#### [Objective]
Rewrite the records from the line with "Pick out the rim" through the end of the records, both included and requests kept, multiplying every point coordinate in the answers by 1.65 and rounding to whole numbers, halves up. Leave the numbers in the requests and their format samples unchanged, and omit the pictures.

------ Entries supplied ------

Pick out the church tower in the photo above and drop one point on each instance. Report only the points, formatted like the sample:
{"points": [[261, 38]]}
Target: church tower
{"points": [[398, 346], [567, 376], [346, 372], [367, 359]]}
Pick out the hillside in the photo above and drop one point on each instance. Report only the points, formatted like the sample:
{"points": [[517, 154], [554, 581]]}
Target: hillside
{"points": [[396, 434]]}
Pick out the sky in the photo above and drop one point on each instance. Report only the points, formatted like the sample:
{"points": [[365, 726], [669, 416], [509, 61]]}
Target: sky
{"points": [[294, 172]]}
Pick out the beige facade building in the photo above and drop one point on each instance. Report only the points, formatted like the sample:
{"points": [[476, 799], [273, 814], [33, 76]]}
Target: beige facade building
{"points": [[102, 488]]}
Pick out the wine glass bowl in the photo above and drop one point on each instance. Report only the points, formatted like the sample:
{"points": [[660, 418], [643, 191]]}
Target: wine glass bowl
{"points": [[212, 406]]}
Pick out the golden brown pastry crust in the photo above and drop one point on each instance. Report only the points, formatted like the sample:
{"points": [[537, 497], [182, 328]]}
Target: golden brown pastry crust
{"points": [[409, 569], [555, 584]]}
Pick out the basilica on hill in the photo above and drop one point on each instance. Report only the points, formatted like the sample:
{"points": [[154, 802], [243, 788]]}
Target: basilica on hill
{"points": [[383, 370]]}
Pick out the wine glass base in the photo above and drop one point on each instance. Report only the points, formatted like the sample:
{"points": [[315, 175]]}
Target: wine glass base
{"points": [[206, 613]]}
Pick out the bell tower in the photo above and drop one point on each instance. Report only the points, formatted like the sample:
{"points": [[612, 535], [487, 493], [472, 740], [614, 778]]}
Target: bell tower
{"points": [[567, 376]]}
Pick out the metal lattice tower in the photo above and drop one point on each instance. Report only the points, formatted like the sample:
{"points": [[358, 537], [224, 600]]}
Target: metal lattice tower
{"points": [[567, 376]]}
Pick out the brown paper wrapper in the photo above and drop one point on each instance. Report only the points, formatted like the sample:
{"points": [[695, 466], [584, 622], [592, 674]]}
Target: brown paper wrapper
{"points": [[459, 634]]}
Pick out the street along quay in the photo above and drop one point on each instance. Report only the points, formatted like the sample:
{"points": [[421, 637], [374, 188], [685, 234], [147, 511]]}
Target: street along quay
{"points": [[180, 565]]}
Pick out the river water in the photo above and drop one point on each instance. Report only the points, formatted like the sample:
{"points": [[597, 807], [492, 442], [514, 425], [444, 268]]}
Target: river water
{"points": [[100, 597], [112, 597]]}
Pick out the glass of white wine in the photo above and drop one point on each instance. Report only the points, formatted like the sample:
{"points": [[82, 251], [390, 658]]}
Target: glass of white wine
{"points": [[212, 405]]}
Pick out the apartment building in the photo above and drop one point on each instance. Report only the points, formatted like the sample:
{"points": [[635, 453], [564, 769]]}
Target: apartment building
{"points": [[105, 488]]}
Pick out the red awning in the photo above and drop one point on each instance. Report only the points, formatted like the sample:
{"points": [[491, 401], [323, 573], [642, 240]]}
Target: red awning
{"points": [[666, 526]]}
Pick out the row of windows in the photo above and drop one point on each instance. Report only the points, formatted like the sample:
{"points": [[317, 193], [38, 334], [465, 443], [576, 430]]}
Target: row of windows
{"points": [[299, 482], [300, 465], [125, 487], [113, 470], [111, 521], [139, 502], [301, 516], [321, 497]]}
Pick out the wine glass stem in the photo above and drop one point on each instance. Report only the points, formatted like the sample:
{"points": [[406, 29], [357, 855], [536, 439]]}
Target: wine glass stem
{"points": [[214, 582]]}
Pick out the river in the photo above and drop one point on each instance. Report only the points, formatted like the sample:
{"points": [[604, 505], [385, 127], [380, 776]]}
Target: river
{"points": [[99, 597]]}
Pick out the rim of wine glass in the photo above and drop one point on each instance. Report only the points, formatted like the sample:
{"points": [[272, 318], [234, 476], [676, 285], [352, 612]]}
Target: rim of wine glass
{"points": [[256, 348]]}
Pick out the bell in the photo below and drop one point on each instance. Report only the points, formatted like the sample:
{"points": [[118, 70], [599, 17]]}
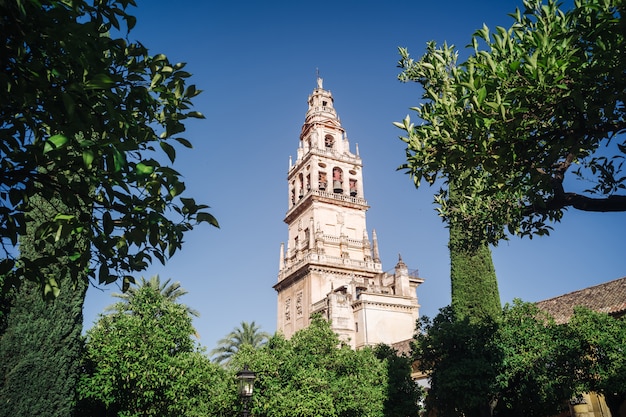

------

#### [Written answer]
Pick out the rim of wine glass in the photo above and drop one point on each instance. Report only the points, formatted like the sample:
{"points": [[272, 318], [234, 476], [676, 285], [352, 612]]}
Target: rim of wine glass
{"points": [[422, 574]]}
Pick out the bell in the photo below and drop one point on each instance. Report only the points, formatted like the sample:
{"points": [[118, 70], [599, 17]]}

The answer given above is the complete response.